MATERIAL SUPPLIED:
** BEGIN **

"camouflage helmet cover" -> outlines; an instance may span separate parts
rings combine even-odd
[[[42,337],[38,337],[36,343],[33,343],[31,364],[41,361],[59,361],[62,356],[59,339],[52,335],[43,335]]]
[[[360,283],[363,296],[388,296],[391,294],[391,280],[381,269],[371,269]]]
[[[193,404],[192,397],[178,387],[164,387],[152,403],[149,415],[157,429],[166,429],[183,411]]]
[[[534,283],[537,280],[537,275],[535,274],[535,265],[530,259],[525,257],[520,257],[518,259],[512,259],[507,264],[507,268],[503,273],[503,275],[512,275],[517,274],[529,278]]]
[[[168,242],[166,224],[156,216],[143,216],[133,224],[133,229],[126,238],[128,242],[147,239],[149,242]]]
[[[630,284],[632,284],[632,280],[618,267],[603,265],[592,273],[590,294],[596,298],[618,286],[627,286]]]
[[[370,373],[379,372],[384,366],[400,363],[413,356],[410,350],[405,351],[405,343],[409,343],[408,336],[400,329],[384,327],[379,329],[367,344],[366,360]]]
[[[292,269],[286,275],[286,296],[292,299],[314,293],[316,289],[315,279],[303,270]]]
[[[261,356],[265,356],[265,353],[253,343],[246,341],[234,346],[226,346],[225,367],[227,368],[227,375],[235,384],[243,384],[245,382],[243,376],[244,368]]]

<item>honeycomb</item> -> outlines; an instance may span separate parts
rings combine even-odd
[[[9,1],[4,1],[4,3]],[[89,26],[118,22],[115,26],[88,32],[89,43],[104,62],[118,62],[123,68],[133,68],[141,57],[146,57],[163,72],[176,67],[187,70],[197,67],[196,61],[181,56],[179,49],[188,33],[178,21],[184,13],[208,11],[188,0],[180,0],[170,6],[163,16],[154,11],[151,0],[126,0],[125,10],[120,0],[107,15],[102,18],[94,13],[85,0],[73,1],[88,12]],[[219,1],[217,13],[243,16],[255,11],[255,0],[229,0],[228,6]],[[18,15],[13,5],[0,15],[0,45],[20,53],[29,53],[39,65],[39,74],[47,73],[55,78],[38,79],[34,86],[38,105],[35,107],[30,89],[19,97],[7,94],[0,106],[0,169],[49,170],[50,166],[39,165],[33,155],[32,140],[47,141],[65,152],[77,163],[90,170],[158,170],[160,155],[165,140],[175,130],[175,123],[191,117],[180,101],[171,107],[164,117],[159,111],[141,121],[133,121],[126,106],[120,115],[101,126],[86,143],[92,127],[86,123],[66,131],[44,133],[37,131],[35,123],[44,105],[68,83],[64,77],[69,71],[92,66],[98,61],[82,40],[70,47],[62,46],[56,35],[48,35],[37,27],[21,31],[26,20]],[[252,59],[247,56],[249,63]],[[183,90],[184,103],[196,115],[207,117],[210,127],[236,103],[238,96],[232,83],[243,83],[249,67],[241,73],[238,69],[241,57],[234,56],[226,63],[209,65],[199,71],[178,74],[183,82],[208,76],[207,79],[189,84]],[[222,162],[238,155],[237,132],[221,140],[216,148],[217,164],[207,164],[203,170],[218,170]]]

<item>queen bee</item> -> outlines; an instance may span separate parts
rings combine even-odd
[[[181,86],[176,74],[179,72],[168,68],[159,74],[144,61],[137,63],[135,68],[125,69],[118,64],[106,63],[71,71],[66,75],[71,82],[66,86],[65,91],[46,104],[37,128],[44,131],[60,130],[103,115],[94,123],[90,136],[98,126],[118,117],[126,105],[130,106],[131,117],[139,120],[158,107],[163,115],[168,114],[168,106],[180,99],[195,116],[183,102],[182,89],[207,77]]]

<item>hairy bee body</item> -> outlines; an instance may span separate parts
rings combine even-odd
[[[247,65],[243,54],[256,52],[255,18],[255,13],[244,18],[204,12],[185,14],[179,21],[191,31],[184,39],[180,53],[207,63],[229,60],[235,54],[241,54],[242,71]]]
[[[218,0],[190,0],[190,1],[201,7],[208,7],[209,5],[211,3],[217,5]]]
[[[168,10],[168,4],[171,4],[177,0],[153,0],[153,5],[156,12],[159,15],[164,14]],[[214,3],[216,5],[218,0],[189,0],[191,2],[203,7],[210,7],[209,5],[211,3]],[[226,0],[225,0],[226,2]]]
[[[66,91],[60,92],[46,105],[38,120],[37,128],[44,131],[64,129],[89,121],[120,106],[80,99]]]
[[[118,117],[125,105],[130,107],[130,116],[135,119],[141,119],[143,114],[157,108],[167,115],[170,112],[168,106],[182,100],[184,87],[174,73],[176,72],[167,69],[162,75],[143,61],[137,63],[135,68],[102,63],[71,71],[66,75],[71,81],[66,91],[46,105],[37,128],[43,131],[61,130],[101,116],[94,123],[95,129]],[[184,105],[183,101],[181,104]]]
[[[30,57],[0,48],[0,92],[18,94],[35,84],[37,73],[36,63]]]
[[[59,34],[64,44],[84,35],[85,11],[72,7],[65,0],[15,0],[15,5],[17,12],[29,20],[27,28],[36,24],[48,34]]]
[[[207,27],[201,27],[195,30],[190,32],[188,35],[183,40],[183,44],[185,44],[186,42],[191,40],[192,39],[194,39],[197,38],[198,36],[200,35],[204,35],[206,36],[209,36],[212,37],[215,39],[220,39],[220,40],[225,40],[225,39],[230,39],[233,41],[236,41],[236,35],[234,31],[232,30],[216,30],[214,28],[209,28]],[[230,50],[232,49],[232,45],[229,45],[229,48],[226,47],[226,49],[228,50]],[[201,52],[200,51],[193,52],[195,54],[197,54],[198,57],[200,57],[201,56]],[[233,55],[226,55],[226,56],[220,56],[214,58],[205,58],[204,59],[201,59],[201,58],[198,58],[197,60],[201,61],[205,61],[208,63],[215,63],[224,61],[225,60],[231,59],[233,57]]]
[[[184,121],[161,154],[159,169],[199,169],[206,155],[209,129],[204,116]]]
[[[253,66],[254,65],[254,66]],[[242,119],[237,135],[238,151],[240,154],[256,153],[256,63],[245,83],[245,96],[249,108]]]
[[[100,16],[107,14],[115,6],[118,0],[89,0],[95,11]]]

** END **

WHAT IS EXPECTED:
Extract the entries above verbatim.

SOLVED EXERCISE:
"camouflage helmet cover" -> outlines; an instance may span separate parts
rings combine even-odd
[[[42,337],[38,337],[36,343],[33,343],[31,364],[41,361],[59,361],[62,356],[59,339],[52,335],[43,335]]]
[[[360,283],[363,296],[388,296],[391,294],[391,280],[381,269],[371,269]]]
[[[193,404],[192,397],[178,387],[164,387],[152,403],[149,415],[157,429],[166,429],[183,411]]]
[[[534,283],[537,280],[537,275],[535,274],[535,265],[530,259],[525,257],[520,257],[518,259],[512,259],[507,264],[507,268],[503,273],[503,275],[512,275],[517,274],[529,278]]]
[[[168,242],[166,224],[156,216],[143,216],[133,224],[133,229],[126,238],[128,242],[147,239],[149,242]]]
[[[630,284],[632,284],[632,280],[618,267],[603,265],[592,273],[590,294],[596,298],[618,286],[627,286]]]
[[[370,373],[379,372],[384,366],[400,363],[413,356],[410,350],[405,351],[405,343],[409,343],[408,336],[400,329],[384,327],[379,329],[367,344],[366,360]]]
[[[292,269],[286,275],[286,296],[292,299],[314,293],[316,289],[315,279],[303,270]]]
[[[261,356],[265,356],[265,353],[253,343],[246,341],[234,346],[226,346],[225,367],[227,368],[227,375],[235,384],[243,384],[245,382],[243,376],[244,368]]]

<item>honeycomb</item> -> outlines; an instance may span separate parts
rings combine even-odd
[[[9,1],[4,1],[4,3]],[[89,26],[118,22],[115,26],[88,32],[89,43],[104,62],[118,62],[123,68],[133,68],[141,57],[146,57],[163,72],[176,67],[187,70],[197,67],[196,61],[181,56],[179,49],[188,33],[178,21],[184,13],[208,11],[188,0],[180,0],[170,6],[163,16],[154,11],[151,0],[126,0],[125,10],[120,0],[107,15],[102,18],[94,13],[85,0],[73,1],[88,12]],[[219,1],[217,13],[243,16],[255,11],[255,0],[229,0],[228,6]],[[18,15],[13,5],[0,15],[0,45],[20,53],[29,53],[39,65],[39,74],[47,73],[55,78],[38,79],[34,86],[38,105],[35,107],[30,89],[19,97],[7,94],[0,106],[0,169],[49,170],[50,166],[39,165],[33,155],[32,140],[47,141],[65,152],[77,163],[90,170],[158,170],[160,155],[165,140],[175,130],[175,123],[191,117],[180,101],[171,107],[164,117],[159,111],[141,121],[133,121],[126,106],[120,115],[101,126],[86,143],[92,127],[86,123],[66,131],[44,133],[37,131],[35,123],[44,105],[68,83],[64,77],[69,71],[92,66],[98,61],[82,40],[70,47],[62,46],[56,35],[48,35],[37,27],[21,31],[26,20]],[[252,59],[247,56],[249,63]],[[183,90],[184,103],[196,115],[207,117],[210,127],[236,103],[238,96],[232,83],[243,83],[249,67],[241,73],[238,69],[241,57],[234,56],[226,63],[209,65],[199,71],[178,74],[183,82],[208,76],[207,79],[189,84]],[[222,162],[238,155],[237,132],[221,140],[216,148],[217,164],[207,164],[203,170],[218,170]]]

<item>queen bee</item> -> outlines; an instance may span separate parts
rings combine even-odd
[[[181,86],[176,74],[179,72],[168,68],[159,74],[144,61],[137,63],[135,68],[125,69],[118,64],[106,63],[71,71],[66,75],[71,82],[66,86],[65,91],[46,104],[37,128],[44,131],[60,130],[103,115],[94,123],[90,136],[98,126],[118,117],[126,105],[130,106],[131,117],[139,120],[158,107],[163,115],[168,114],[168,106],[180,99],[195,116],[183,102],[182,89],[207,77]]]

<item>hairy bee body</item> -> outlines; an instance may span separate parts
rings combine even-odd
[[[247,65],[243,54],[256,52],[255,18],[255,13],[244,18],[204,12],[185,14],[179,21],[191,31],[184,39],[180,53],[207,63],[229,60],[235,54],[241,54],[242,71]]]
[[[218,0],[190,0],[190,1],[201,7],[208,7],[209,5],[211,3],[217,5]]]
[[[168,10],[168,4],[171,4],[177,0],[153,0],[153,5],[156,12],[159,15],[164,14]],[[214,3],[216,5],[218,0],[189,0],[191,2],[203,7],[210,7],[209,5],[211,3]],[[226,0],[225,0],[226,2]]]
[[[66,91],[60,92],[46,105],[38,120],[37,128],[44,131],[64,129],[89,121],[120,106],[80,99]]]
[[[118,117],[125,105],[130,107],[130,116],[135,119],[141,119],[143,114],[157,108],[167,115],[170,112],[168,106],[182,100],[184,87],[174,73],[176,72],[167,69],[162,75],[143,61],[137,63],[135,68],[102,63],[71,71],[66,75],[71,81],[66,91],[46,105],[37,128],[43,131],[61,130],[101,116],[94,123],[95,129]],[[184,105],[183,101],[181,104]]]
[[[30,57],[0,48],[0,92],[18,94],[35,84],[37,73],[36,63]]]
[[[59,34],[64,44],[84,35],[85,11],[72,7],[65,0],[15,0],[15,5],[17,12],[29,20],[27,28],[36,24],[48,34]]]
[[[207,27],[201,27],[195,30],[190,32],[188,35],[183,40],[183,44],[185,44],[186,42],[191,40],[192,39],[194,39],[197,38],[198,36],[200,35],[204,35],[206,36],[209,36],[212,37],[215,39],[220,39],[220,40],[225,40],[225,39],[230,39],[233,41],[236,41],[236,35],[234,31],[232,30],[216,30],[214,28],[209,28]],[[230,50],[232,49],[232,45],[229,45],[229,48],[226,47],[226,49],[228,50]],[[201,52],[200,51],[193,52],[195,54],[197,54],[198,57],[200,57],[201,56]],[[233,55],[226,55],[226,56],[220,56],[214,58],[205,58],[204,59],[201,59],[201,58],[198,58],[197,60],[201,61],[205,61],[208,63],[215,63],[224,61],[225,60],[231,59],[233,57]]]
[[[184,121],[161,154],[159,169],[199,169],[206,155],[209,129],[204,116]]]
[[[253,66],[254,65],[254,66]],[[242,119],[237,135],[238,151],[240,154],[256,153],[256,63],[245,83],[245,96],[249,108]]]
[[[100,16],[107,14],[115,6],[118,0],[89,0],[95,11]]]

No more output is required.